TASK GOAL:
Decide whether each statement below agrees with the account of going to the court. For each one, answer yes or no and quote the words of the text that settle it.
(a) The narrator and the narrator's mother-in-law went to the court every day during that period.
(b) The narrator had studied the law before going to the court.
(c) The narrator's mother-in-law is able to read.

PROVIDED PASSAGE:

==*==

At the door of the court, there were always many people taking care of their business or presenting themselves in the court. During that period, my mother-in-law and I went to the court every day. I took this opportunity to clarify the truth. Sometimes many people came to listen. A few of them even offered advice to help me. One older woman always concerned herself with how my things were going whenever she saw me, and offered advice to help me to appeal. A professor from a university of politics and law said the I gave a good speech which was well organized and clearly thought out. In fact, I was originally reserved and shy, and I had seldom spoken in front of many people, nor had I studied the law. During that period, some court security guards and court staff also smiled at us.

My mother-in-law studied the Fa with us before the persecution began on July 20, 1999. Her celestial eye saw a Falun and a big beautiful eye then. She cannot read, and after the persecution, she returned to her hometown and nearly abandoned cultivation. Once around noon-time, when the court staff had all left for lunch, my mother-in-law was resting beside me with her eyes closed. She suddenly told me that she saw many people walking around naked. Under the rule of the CCP, morality has degenerated and people abuse power for personal gains. Numerous beings who work for the court are in very great danger!

During that period, I always took advantage of every chance to clarify the truth. On the bus when I gave my seat to other people, I used the chance to talk about the persecution that my husband was suffering. All of the passengers on the bus were shocked upon hearing about this. I clearly knew that the more people who understood the truth, the more the evil would be disintegrated.

==*==

RECORD EXTRACTS:

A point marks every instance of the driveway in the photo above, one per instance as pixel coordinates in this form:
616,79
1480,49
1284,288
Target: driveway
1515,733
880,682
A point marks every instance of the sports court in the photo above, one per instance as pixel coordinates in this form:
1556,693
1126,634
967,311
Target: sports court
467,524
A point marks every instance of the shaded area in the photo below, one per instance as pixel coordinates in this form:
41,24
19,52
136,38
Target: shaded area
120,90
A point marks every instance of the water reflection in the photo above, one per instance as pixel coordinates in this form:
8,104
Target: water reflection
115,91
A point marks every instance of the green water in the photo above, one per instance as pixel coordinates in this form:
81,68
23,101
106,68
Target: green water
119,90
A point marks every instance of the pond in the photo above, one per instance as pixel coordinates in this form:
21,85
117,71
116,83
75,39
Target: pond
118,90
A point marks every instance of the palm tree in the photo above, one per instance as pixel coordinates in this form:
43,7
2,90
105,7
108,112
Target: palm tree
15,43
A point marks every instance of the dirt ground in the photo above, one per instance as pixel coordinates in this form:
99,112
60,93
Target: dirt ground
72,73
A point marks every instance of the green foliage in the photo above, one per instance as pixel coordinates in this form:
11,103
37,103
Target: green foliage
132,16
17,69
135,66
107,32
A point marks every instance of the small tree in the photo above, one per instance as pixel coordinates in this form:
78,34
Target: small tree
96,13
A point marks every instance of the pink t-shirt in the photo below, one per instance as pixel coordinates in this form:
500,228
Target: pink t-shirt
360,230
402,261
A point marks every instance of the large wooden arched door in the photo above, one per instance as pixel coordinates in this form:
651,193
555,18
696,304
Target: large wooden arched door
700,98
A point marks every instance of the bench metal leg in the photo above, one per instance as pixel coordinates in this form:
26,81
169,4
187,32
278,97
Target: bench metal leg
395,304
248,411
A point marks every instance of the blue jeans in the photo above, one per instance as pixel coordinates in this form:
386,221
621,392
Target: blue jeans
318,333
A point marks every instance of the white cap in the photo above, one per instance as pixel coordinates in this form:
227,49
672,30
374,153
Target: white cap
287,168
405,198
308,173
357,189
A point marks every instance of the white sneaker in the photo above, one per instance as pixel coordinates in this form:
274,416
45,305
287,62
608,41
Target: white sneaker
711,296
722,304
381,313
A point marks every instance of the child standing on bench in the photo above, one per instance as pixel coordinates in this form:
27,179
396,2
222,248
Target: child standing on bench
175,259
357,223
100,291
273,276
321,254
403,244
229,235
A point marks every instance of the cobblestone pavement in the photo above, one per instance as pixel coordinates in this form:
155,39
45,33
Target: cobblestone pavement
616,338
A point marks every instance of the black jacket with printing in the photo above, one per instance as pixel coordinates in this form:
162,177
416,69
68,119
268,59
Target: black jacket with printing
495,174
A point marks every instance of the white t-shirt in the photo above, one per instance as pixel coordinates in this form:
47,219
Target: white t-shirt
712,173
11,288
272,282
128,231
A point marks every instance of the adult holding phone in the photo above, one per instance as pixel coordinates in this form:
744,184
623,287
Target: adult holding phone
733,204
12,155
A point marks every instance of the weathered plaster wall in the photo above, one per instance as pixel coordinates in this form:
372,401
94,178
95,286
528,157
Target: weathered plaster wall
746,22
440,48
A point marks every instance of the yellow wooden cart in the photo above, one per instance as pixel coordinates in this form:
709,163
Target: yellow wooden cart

==*==

THE ANSWER:
(a) Yes: "During that period, my mother-in-law and I went to the court every day."
(b) No: "nor had I studied the law."
(c) No: "She cannot read"